↓
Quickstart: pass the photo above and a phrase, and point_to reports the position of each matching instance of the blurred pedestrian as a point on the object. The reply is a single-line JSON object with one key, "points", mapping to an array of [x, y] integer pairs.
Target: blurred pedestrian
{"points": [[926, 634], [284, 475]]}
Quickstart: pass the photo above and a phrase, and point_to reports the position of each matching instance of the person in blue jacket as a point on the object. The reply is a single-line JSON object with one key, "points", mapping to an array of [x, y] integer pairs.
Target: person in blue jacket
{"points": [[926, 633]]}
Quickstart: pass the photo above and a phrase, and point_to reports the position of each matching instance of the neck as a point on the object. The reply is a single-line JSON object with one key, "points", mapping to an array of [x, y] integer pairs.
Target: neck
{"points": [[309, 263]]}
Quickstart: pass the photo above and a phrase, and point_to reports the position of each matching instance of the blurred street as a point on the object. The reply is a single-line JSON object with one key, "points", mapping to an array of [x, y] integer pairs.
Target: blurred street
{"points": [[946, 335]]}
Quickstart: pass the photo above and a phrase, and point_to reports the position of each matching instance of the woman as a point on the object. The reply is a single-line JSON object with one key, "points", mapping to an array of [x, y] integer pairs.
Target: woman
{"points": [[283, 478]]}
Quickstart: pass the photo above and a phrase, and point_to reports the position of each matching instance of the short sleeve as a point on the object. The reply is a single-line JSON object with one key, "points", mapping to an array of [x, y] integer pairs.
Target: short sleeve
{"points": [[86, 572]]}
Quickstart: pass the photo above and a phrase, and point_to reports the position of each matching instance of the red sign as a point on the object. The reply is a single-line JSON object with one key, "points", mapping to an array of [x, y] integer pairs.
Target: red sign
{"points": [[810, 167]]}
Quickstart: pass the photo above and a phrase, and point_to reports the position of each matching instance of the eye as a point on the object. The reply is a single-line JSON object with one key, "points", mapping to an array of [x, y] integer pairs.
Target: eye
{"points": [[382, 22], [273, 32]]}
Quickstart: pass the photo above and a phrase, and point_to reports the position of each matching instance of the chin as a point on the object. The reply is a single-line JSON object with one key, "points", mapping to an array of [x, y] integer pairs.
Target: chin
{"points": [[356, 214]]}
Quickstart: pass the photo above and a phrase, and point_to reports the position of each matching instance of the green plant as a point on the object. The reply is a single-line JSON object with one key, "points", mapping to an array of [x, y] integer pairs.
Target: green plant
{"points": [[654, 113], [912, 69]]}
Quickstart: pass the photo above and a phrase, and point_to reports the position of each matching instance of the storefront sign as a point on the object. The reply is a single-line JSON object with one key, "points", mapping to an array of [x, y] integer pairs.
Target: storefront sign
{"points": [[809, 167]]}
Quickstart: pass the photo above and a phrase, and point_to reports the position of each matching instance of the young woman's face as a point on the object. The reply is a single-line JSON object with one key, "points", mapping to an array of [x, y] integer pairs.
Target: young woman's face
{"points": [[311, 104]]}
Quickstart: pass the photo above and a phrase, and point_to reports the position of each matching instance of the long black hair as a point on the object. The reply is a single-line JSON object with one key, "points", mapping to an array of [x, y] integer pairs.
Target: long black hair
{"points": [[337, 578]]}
↑
■ TO DO ■
Each entry is to be returned in full, character for character.

■ REPLY ■
Quickstart: pass the photo above and a phrase, and point_to reports the position of each matching instance of the blurred pedestrian as a point on the object. The reply is a single-line JSON object with one key, "points", mapping to an array of [x, y] integer pairs.
Target: blurred pedestrian
{"points": [[926, 634], [284, 475]]}
Quickstart: pass the photo above and a phrase, and point_to reports the position of each matching instance of the person in blue jacket as a point on the object. The reply is a single-line JSON object with one key, "points", mapping to an array of [x, y] integer pairs.
Target: person in blue jacket
{"points": [[926, 633]]}
Quickstart: pass the photo above and a phrase, and point_to reports the position of each matching instance of the neck as a point on the object. The reply is a single-line JSON object with one key, "points", mapping to an array of [x, y] integer pairs.
Target: neck
{"points": [[309, 263]]}
Quickstart: pass the photo above and a phrase, and point_to reports the position of each matching instance of the blurred street as a point on the object. The reply is a single-line JSON object with one key, "points", mapping to an array of [x, y] integer pairs.
Target: blurred street
{"points": [[946, 335]]}
Quickstart: pass the photo above and a phrase, and point_to reports the position of each matching instance of the woman as a point on the object. The reply is a single-line JSON object with one key, "points", mapping to an array of [x, y] integer pairs.
Target: woman
{"points": [[283, 478]]}
Quickstart: pass the photo above and a phrase, and point_to reports the position of each matching instance of the short sleeve as a point on the object. The reply is a single-line JSON object with one key, "points", mapping to an array of [x, y] integer pairs.
Target: short sleeve
{"points": [[86, 572]]}
Quickstart: pass the photo above and a phrase, and point_to reports the position of each matching instance of the red sign as a point on the object. The reply is a single-line JSON object with one key, "points", mapping to an array of [x, y] integer pairs.
Target: red sign
{"points": [[810, 167]]}
Quickstart: pass the photo above and a phrase, and point_to reports the position of each matching instance of the eye as a point on the object. The reply is a single-line JSON object with one key, "points", mapping to an array of [x, y] integer pairs.
Target: eye
{"points": [[382, 22], [273, 32]]}
Quickstart: pass the photo above and a phrase, and point_to reports the position of each matching instance of the chin as a point on the object. The reply is a single-line JSON object with one key, "points", mapping to an array of [x, y] integer pairs.
Target: chin
{"points": [[356, 214]]}
Quickstart: pass the photo above and a phrase, and point_to reports the position of each matching instance of the green plant as a point on the object. The reply is a single-line JSON object with one key, "points", mapping to an array of [x, y] integer pairs.
Target: green plant
{"points": [[654, 113], [912, 69]]}
Quickstart: pass the photo above and a phrase, and point_to reports the position of each matching instance of the storefront sign as a point on the object. The reply is a single-line JSON object with one key, "points", mapping to an array of [x, y] integer pairs.
Target: storefront sign
{"points": [[809, 167]]}
Quickstart: pass the photo above and a phrase, and point_to reports the position of each matching instance of the young woman's face as a point on the object. The reply is a single-line JSON object with one key, "points", mapping to an array of [x, y] integer pairs.
Target: young woman's face
{"points": [[311, 104]]}
Quickstart: pass the photo above and a phrase, and point_to reports the position of each matching instance of the long black hair as a point on the object. The reply is a single-line JSON object with one key, "points", mapping to an array of [x, y] integer pairs.
Target: long black hair
{"points": [[337, 578]]}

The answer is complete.